++++ Task inputs
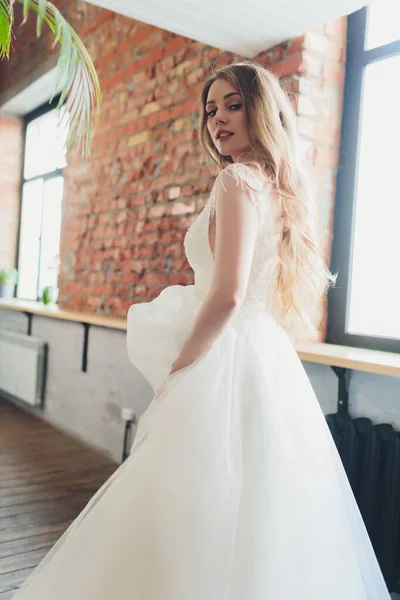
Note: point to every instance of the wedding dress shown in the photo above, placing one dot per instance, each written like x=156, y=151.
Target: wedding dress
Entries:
x=234, y=489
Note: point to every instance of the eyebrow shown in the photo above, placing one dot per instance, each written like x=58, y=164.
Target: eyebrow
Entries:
++++++++
# What you should do:
Return the text of every item above word for word, omitting the picture placeholders.

# Output:
Note: point to every instance of the wedding dress shown in the photo above, placing one dot per instance, each written like x=156, y=151.
Target: wedding dress
Entries:
x=234, y=489
Note: point to every instance of the eyebrow shown in the photo above, placing one dot per instance, each written like x=58, y=164.
Target: eyebrow
Entries:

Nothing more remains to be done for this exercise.